■ What the exercise asks:
Please convert every line of the entries below into a Markdown table with the columns "Row" and "Line", numbering each row and leaving out blank lines.
+++
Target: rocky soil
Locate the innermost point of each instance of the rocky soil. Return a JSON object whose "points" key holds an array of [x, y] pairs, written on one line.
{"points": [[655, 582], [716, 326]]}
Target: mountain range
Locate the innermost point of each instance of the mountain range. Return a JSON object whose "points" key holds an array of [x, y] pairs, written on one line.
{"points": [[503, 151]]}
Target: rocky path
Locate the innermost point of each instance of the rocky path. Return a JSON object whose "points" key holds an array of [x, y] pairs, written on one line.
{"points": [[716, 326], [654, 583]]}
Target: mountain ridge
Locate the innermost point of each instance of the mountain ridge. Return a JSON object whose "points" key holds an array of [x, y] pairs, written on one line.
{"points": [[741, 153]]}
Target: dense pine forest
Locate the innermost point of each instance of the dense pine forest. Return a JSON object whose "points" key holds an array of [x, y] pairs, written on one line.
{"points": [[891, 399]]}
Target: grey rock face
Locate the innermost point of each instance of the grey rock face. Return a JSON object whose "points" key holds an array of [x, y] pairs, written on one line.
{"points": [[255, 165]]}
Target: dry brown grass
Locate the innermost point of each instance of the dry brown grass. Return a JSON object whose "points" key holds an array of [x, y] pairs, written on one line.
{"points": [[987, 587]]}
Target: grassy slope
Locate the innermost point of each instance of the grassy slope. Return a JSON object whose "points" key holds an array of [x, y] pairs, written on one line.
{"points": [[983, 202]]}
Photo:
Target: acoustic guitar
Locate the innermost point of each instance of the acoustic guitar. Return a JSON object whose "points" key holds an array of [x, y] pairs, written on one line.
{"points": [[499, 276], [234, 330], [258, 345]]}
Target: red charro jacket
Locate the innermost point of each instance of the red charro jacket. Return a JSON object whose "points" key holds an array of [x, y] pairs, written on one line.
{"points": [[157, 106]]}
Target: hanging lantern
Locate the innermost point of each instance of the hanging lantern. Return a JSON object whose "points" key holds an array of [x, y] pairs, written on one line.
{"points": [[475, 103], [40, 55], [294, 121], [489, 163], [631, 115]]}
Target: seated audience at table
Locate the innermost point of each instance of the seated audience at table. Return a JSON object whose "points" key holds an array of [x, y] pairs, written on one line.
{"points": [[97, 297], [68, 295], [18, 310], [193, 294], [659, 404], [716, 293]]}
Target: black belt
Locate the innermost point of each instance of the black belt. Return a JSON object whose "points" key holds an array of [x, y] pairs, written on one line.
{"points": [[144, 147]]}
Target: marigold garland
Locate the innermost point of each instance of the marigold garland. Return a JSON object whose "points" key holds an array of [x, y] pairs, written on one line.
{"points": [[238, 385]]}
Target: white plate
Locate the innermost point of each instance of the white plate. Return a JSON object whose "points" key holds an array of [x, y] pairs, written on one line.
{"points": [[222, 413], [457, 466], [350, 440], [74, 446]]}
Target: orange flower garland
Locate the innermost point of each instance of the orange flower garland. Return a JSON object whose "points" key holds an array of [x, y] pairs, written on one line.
+++
■ Response to this task:
| Row | Line |
|---|---|
| 1 | Target: rocky soil |
| 2 | Locate the innermost point of each instance of the rocky soil. Return a JSON object whose "points" key holds an array of [x, y] pairs, written on one line. |
| 3 | {"points": [[655, 582], [716, 326]]} |
| 4 | Target: mountain range |
| 5 | Locate the innermost point of each instance of the mountain range. Return a JSON object whose "points" key holds an array of [x, y] pairs, written on one line. |
| 6 | {"points": [[503, 151]]} |
| 7 | Target: rocky path |
| 8 | Locate the innermost point of each instance of the rocky path. Return a JSON object whose "points" key holds an array of [x, y] pairs, written on one line. |
| 9 | {"points": [[716, 326], [654, 583]]} |
| 10 | Target: mountain ridge |
| 11 | Locate the innermost point of each instance of the mountain ridge. Return a JSON object whose "points" key holds an array of [x, y] pairs, written on one line. |
| 12 | {"points": [[741, 153]]} |
| 13 | Target: dense pine forest |
| 14 | Locate the innermost point of each instance of the dense pine forest. Return a JSON object whose "points" key holds an array of [x, y] pairs, written on one line. |
| 15 | {"points": [[891, 399]]} |
| 16 | Target: grey rock face |
| 17 | Locate the innermost point of each instance of the grey rock face. Return a JSON object whose "points" key holds an array of [x, y] pairs, written on one line. |
| 18 | {"points": [[255, 165]]} |
| 19 | Target: dry brown grass |
| 20 | Locate the innermost point of each instance of the dry brown grass. Return a JSON object whose "points" key holds an array of [x, y] pairs, written on one line. |
| 21 | {"points": [[987, 587]]} |
| 22 | Target: grassy slope |
| 23 | Locate the innermost point of each instance of the grassy slope. Return a JSON object whose "points" key holds an array of [x, y] pairs, written on one line. |
| 24 | {"points": [[983, 202]]} |
| 25 | Photo: |
| 26 | Target: acoustic guitar |
| 27 | Locate the innermost point of each instance of the acoustic guitar. Return a JSON object whose "points" key holds an array of [x, y] pairs, written on one line. |
| 28 | {"points": [[499, 276], [234, 330], [258, 345]]} |
| 29 | Target: red charro jacket |
| 30 | Locate the innermost point of each instance of the red charro jacket. Return a JSON object whose "points" key holds an array of [x, y] pairs, written on one line. |
| 31 | {"points": [[157, 106]]} |
| 32 | Target: hanging lantern |
| 33 | Locate the innermost point of each instance of the hanging lantern. Return a JSON object whose "points" key holds an array of [x, y] pairs, written on one line. |
| 34 | {"points": [[475, 103], [40, 55], [294, 121], [489, 163], [631, 115]]} |
| 35 | Target: seated audience at table |
| 36 | Locate the innermost point of each instance of the seated audience at table. Return a JSON object whose "points" key holds an array of [x, y] pairs, written on one line. |
| 37 | {"points": [[97, 297], [68, 295], [18, 310], [193, 294], [659, 404], [716, 293]]} |
| 38 | Target: black belt |
| 39 | Locate the innermost point of each instance of the black belt. Return a JSON object whose "points" key holds an array of [x, y] pairs, written on one line. |
| 40 | {"points": [[144, 147]]} |
| 41 | Target: marigold garland |
| 42 | Locate the innermost point of each instance of the marigold garland. Return a JSON object whose "points" key holds an array of [x, y] pairs, written on one line. |
| 43 | {"points": [[238, 385]]} |
| 44 | Target: white plate |
| 45 | Locate the innermost point of each instance of the white plate. Return a JSON object whose "points" key holds an array of [x, y] pairs, written on one line. |
| 46 | {"points": [[222, 413], [457, 466], [350, 440], [74, 446]]} |
| 47 | Target: orange flower garland |
| 48 | Locate the innermost point of each instance of the orange flower garland. Return a JSON object whose "points" key holds an array of [x, y] pairs, written on one line. |